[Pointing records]
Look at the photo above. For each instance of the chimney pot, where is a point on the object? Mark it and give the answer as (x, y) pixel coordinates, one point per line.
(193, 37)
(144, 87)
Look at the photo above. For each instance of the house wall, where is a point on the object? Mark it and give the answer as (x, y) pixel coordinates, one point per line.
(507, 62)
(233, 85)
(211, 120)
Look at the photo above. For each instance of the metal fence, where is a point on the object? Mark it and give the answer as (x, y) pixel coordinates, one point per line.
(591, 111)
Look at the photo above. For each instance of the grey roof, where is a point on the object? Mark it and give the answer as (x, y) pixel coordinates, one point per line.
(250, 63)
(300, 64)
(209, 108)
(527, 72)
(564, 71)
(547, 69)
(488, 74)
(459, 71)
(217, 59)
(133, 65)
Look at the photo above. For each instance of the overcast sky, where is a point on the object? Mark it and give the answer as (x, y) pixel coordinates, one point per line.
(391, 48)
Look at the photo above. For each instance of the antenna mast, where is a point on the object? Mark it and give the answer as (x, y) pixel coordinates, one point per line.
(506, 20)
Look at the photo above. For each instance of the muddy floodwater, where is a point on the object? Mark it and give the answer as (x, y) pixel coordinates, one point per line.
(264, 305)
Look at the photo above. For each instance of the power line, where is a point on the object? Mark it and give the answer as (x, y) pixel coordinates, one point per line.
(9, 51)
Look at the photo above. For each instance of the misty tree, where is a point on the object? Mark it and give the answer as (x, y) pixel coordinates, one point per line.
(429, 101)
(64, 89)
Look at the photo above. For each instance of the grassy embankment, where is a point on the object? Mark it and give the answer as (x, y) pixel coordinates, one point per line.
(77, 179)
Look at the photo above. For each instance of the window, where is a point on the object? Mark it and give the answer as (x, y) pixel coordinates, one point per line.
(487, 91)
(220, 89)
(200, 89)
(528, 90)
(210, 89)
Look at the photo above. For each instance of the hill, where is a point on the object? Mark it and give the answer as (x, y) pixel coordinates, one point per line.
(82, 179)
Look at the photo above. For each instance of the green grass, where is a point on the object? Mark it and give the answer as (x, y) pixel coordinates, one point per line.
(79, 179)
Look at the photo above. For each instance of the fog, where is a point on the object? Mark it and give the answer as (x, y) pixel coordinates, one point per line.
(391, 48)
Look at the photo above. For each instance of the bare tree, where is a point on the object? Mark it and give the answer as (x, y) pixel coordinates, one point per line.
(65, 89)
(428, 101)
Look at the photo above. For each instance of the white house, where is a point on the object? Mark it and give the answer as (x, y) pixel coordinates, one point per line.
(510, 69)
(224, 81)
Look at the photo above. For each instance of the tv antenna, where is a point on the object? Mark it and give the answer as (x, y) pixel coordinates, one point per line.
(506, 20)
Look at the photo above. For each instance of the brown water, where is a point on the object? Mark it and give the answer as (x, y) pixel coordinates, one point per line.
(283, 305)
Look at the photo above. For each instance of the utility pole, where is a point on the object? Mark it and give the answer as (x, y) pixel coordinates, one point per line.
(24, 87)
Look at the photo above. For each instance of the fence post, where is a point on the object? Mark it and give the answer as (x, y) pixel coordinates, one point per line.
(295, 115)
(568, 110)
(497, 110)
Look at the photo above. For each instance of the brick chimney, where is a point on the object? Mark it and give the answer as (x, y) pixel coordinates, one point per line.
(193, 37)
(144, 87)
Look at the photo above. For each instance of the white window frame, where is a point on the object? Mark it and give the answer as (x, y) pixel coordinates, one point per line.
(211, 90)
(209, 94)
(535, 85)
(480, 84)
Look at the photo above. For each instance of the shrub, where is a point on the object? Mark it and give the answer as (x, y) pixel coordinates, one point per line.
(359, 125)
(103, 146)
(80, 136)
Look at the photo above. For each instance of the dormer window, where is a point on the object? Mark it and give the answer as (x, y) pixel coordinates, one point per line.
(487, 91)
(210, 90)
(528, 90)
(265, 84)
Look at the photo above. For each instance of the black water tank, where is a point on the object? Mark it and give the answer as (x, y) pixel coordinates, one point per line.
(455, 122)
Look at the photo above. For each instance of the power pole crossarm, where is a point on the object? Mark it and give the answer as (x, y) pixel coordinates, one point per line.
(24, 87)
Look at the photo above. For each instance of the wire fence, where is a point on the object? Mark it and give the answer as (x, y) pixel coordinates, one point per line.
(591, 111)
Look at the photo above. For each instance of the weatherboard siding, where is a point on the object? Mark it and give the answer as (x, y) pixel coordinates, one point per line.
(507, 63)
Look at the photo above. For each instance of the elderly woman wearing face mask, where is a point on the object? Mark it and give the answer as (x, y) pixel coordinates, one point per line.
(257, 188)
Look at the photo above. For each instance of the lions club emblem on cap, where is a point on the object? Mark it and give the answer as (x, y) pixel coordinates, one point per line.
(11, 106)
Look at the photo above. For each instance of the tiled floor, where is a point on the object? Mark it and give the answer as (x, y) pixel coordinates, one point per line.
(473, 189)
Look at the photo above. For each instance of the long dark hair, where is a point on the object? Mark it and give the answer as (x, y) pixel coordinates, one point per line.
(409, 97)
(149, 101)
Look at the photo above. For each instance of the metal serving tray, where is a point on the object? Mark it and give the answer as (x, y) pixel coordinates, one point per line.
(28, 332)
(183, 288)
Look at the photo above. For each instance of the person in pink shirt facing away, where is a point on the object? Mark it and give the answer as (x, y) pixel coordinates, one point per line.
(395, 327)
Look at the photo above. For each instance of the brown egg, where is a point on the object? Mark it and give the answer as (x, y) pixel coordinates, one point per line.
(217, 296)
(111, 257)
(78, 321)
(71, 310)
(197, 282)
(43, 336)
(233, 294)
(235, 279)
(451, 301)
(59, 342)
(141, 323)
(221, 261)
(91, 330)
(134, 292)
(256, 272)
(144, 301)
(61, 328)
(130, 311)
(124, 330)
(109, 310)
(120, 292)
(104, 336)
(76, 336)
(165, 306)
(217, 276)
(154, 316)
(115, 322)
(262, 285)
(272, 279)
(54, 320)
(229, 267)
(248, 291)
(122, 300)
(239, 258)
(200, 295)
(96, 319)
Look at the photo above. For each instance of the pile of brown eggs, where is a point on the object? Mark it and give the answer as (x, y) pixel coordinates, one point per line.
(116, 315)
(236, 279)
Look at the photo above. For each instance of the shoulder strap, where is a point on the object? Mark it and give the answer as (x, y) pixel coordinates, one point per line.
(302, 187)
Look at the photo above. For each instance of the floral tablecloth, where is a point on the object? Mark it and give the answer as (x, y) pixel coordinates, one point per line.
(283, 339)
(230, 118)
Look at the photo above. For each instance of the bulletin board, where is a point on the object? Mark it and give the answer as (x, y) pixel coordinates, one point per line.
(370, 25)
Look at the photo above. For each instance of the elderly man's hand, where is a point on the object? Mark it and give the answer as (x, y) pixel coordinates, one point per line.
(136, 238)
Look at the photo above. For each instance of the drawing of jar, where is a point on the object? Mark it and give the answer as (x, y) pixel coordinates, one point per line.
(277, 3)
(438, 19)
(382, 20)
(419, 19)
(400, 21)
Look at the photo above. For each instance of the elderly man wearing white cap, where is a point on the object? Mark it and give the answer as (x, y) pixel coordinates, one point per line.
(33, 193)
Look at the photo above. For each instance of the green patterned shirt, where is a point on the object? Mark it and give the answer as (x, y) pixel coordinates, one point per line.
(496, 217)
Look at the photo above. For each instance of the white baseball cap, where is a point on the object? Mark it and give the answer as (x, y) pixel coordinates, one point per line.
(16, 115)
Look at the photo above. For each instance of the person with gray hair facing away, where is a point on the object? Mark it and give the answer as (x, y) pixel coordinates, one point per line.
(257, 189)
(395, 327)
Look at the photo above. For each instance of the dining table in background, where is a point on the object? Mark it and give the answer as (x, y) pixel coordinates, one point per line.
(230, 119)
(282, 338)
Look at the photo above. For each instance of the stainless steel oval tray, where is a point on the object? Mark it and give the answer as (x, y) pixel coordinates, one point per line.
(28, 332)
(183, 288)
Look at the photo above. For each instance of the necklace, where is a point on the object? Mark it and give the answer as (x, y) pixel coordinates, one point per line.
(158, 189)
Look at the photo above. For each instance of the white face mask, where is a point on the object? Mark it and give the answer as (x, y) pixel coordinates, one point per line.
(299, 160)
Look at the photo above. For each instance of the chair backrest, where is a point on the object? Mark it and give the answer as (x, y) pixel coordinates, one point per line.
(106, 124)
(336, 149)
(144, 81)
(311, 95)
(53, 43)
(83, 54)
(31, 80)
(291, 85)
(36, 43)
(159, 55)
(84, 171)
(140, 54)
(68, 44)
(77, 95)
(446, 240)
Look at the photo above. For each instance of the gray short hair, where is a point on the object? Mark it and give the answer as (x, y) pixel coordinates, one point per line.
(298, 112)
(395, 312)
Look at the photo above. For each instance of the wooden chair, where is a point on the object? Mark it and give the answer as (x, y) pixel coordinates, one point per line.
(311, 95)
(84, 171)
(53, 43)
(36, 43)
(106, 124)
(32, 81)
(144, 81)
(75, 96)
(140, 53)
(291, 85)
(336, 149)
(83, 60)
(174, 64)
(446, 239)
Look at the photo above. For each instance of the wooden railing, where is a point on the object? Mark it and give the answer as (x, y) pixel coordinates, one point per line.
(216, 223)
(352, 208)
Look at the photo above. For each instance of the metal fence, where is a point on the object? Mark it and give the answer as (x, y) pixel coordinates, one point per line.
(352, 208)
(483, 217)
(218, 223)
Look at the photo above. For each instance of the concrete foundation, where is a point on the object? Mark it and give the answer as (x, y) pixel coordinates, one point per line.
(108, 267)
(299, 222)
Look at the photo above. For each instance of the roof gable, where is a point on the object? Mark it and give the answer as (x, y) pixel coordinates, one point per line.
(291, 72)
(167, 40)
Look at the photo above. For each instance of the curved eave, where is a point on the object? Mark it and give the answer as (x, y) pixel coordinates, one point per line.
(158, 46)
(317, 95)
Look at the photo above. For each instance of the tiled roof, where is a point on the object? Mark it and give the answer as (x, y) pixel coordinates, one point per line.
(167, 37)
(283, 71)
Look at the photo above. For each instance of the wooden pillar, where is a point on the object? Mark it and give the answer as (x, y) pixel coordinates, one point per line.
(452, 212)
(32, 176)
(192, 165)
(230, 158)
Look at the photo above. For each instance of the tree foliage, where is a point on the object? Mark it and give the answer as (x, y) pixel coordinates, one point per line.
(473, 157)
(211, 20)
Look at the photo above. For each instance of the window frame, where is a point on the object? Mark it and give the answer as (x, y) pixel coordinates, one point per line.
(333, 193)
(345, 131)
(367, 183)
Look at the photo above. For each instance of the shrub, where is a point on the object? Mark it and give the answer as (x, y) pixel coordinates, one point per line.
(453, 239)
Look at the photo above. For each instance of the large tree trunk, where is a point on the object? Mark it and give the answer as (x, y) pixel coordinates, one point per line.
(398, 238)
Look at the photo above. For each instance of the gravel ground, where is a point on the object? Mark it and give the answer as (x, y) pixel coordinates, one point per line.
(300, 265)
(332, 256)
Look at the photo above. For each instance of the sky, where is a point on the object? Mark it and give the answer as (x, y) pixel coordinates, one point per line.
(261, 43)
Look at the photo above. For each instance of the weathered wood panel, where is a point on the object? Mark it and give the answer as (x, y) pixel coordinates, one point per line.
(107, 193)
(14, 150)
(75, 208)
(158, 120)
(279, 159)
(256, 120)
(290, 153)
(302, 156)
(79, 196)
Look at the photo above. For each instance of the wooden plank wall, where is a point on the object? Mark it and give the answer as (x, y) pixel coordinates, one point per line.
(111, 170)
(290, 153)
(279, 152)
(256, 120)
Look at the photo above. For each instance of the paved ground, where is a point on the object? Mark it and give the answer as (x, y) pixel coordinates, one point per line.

Prompt: Restate the final lines of the listing above word for word, beginning at the line that contains "wooden pillar, where".

Answer:
Look at the photo above. For each instance of the wooden pillar, where is a point on the object? Mark it and give the answer as (x, y) pixel coordinates, one point per line.
(452, 212)
(32, 176)
(192, 165)
(230, 158)
Look at the photo above. For each instance of the tree foliage, where is a point on the object? Mark it and give the answer as (x, y) pixel coordinates, one point per line.
(473, 157)
(211, 20)
Look at the photo above. For each instance of the window frame, where is a point on the object? Mark it and give the answer as (x, y) pixel coordinates, one point per line.
(333, 193)
(345, 131)
(367, 183)
Look at the photo above. For each instance of the shrub, where is a point on the object? Mark it and give the answer as (x, y) pixel coordinates, one point per line.
(453, 239)
Look at the photo above. For each instance of the large tree trunk, where is a point on the object? Mark it and give the answer as (x, y) pixel coordinates, one point per line.
(398, 238)
Look at the photo above. For each instance of the gravel ground, where is a point on the object? Mark it and give the answer as (x, y) pixel coordinates, one point per line.
(300, 265)
(332, 256)
Look at the photo above. For each instance of the sky, where is a point on the object? Mark it and give the answer as (x, y) pixel coordinates, one point per line.
(261, 43)
Look at the photo above. For each instance of the weathered wood panel, where is a point on the object? Mark it and give the answer as (x, y) pixel coordinates, one point per line.
(107, 193)
(14, 150)
(75, 208)
(158, 120)
(279, 159)
(256, 120)
(290, 153)
(302, 156)
(79, 196)
Look at the photo above. For each instance of the wooden plank wall, where is a point on the object? Mark it and give the answer as (x, y) pixel coordinates, one point per line.
(111, 170)
(290, 153)
(279, 152)
(256, 120)
Look at the photo above. For each instance of the paved ground, where is a point on the object? Mark it and give the answer as (x, y) pixel coordinates, one point per line.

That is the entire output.